## [Extract to read]
==*==

Given a number N, find all binary sequences of length 2*N such that sum of first N bits is same as the sum of last N bits.
Examples: 
 

Input: N = 2 
Output: 
0000 
0101 
0110 
1001 
1010 
1111
Input: N = 1 
Output: 
00 
11 
 

 

Note: The recursive approach to this problem can be found here
Approach: 
A simple approach to run a loop from 0 to 22*N and convert into the binary form and check whether the sum of first half is equal to the sum of the second half.
If the above condition is true, then print that number, else check for the next one.
Below is the implementation of the above approach: 
 

C++




// C++ implementation
#include <iostream>
#include <malloc.h>
#include <math.h>
using namespace std;
 
// Function to convert the
// number into binary and
// store the number into
// an array
void convertToBinary(int num, int a[], int n)
{
 
    int pointer = n - 1;
    while (num > 0) {
        a[pointer] = num % 2;
        num = num / 2;
        pointer--;
    }
}
 
// Function to check if the
// sum of the digits till
// the mid of the array and
// the sum of the digits
// from mid till n is the
// same, if they are same
// then print that binary
void checkforsum(int a[], int n)

==*==

## [Recorded information]
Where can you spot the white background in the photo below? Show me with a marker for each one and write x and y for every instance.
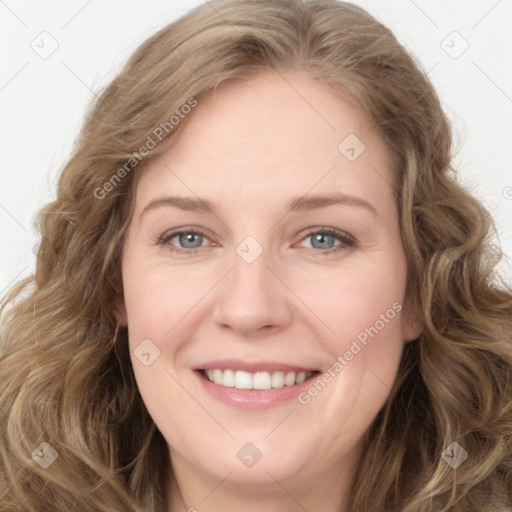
(42, 101)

==*==

## [Required tasks]
a: Do these statements agree with the article on binary sequences? For each, answer yes or no and quote the words from the article that decide it. (i) The sequences to be found have length N. (ii) The implementation shown is written in C++. (iii) In convertToBinary, the array is filled starting from its last position.
b: In the approach given in the article on binary sequences, what happens to a number when the sum of its first half is not equal to the sum of its second half?
c: Please carry the article on binary sequences forward from the point where it stops.

## [Outputs in order]
a:
(i) No: "find all binary sequences of length 2*N"
(ii) Yes: "// C++ implementation"
(iii) Yes: "int pointer = n - 1;"

b: It is not printed, and the next number is checked instead.

c:
{
 
    int sum1 = 0;
    int sum2 = 0;
    int mid = n / 2;
 
    // Calculating the sum from
    // 0 till mid and store
    // in sum1
    for (int i = 0; i < mid; i++)
        sum1 = sum1 + a[i];
 
    // Calculating the sum
    // from mid till n and
    // store in sum2
    for (int j = mid; j < n; j++)
        sum2 = sum2 + a[j];
 
    // If sum1 is same as
    // sum2 print the binary
    if (sum1 == sum2) {
        for (int i = 0; i < n; i++)
            cout << a[i];
        cout << "\n";
    }
}
 
// Function to print sequence
void print_seq(int m)
{
 
    int n = (2 * m);
 
    // Creating the array
    int a[n];
 
    // Initialize the array
    // with 0 to store the
    // binary nnumbers
    for (int j = 0; j < n; j++) {
        a[j] = 0;
    }
 
    for (int i = 0; i < (int)pow(2, n); i++) {
 
        // Converting the number
        // into binary first
        convertToBinary(i, a, n);
 
        // Checking if the sum of
        // the first half of the
        // array is same as the
        // sum of the next half
        checkforsum(a, n);
    }
}
 
// Driver Code
int main()
{
    int m = 2;
 
    print_seq(m);
 
    return 0;
}

Java




// Java code implementation for above approach
class GFG
{
     
    // Function to convert the
    // number into binary and
    // store the number into
    // an array
    static void convertToBinary(int num,
                                int a[], int n)
    {
        int pointer = n - 1;
        while (num > 0)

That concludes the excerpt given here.